*** Opening TEXT FOR ANALYSIS ***

Cartoon of a Netherlands-Belgium friendly cup match in 1905 - By Unknown cartoonist (+own work: digital retouch) (Rotterdamsch Nieuwsblad) [Public domain], via Wikimedia Commons

Under the control of the Royal Netherlands Football Association, the Netherlands national team are known as Het Nederlands Elftal, or the Dutch Eleven. They’re also called ‘Oranje’ in honour of the House of Orange-Nassau and the play in an orange kit accordingly. In football circles the team is referred to by some as Holland, though this in fact incorrect. The Netherlands team has played in more World Cup finals without winning the competition than any other team in football; a record that no one associated with the country is happy to have against their name.

They have finished second in the tournament three times, losing in the final in 1974 to West Germany, to Argentina in 1978 and to Spain in 2010. The Dutch football team may have only won one major tournament in their history in the form of the 1988 European Championship, but they have been praised for their footballing style over the years. In the 1970s Rinus Michels’s team, led on the pitch by Johan Cruyff, invented what was known as Total Football’. The ‘carousel’ style of football impressed the world when it was played in the 1974 World Cup.

About AFC Ajax

By Gzen92 (Own work) [CC BY-SA 4.0], via Wikimedia Commons

If Ajax played in England the likelihood is that the ‘AFC’ would stand for Association Football Club. As it is, however, it means Amsterdamsche Football Club, reflective of the fact that Ajax are a club based in the capital city of the Netherlands. Named after the hero from Greek mythology for reasons no one really understands, Ajax are the most successful club in Dutch football. They have, to date, won the top-flight title thirty-three times and have picked up eighteen NKVB Cups.

Since its creation in 1956 the club has never played outside the top division in the Netherlands and forms one third of what is known as ‘The Big Three’. The other two teams are Feyenoord and PSV and between them they have dominated Dutch football. As well as ruling the roost in Holland, Ajax have also impressed across the European continent. They were Europe’s seventh most successful club in the 20th century, having won the European Cup four times, including back-to-back titles in 1971, 1972 and 1973. They’ve won the European Cup Winners’ Cup and the UEFA Cup once apiece.

*** Closing TEXT FOR ANALYSIS ***

(EXPLORE THE MATERIAL)
(A) How many top-flight titles has Ajax won, according to the text on Dutch football?
(B) Continue the text on Dutch football and Ajax from the point where it ends.

*** Opening INFORMATION PROVIDED ***

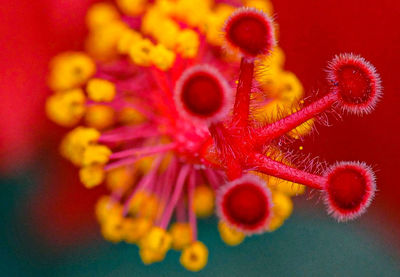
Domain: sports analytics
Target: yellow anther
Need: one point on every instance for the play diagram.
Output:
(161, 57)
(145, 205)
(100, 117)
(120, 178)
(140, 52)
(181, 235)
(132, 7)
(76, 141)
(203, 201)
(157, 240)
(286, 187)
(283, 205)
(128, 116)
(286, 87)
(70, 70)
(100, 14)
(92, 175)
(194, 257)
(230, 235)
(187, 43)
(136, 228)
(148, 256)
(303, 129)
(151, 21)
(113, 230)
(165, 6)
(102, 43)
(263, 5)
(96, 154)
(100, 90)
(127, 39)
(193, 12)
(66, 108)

*** Closing INFORMATION PROVIDED ***
*** Opening INFORMATION PROVIDED ***

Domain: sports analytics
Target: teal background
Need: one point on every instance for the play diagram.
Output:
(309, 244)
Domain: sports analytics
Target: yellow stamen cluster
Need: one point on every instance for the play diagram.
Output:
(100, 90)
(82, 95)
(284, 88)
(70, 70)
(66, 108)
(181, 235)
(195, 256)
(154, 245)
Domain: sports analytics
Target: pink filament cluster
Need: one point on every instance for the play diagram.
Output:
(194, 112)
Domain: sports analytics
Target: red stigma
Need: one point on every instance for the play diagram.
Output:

*** Closing INFORMATION PROVIDED ***

(ANSWERS FOR THIS EXERCISE)
(A) Thirty-three.

(B)
Amsterdam ArenA History

When the International Olympic Committee began to invite bids for the hosting of the 1992 Summer Olympics Amsterdam was one of six different cities to make an application. A new Olympic Stadium was designed in 1986 as part of the bid but when the Olympics was awarded to Barcelona the idea was shelved. The following year the Amsterdam Sports City Foundation came up with an idea for a 55,000 seat capacity stadium in the country. Three years after that a new design was created that took ideas from both of the previously suggested stadia.

It was around the same time that AFC Ajax began to consider moving to a new stadium, with their then home - De Meer Stadium - unable to answer demand for those wanting to watch the club’s football games. For the best part of a decade the club had played any important matches in the Olympisch Stadion. They looked at the previous stadium designs and decided to move forward with it with a slight alteration that removed the running track. City government approved the plans on the proviso that the ground’s location was changed and in November of 1993 work began on its construction.

Future Developments

Since the revelation that the ArenA would be used to host matches in the 2020 European Championships numerous mass renovations have been planned for the stadium. This will include the enlarging of the Upper and Lower tiers to have increased capacities. A new facade will be added and the stadium will also change shape slightly. In the build-up to the tournament more and more changes will take place to bring it as up-to-date as possible.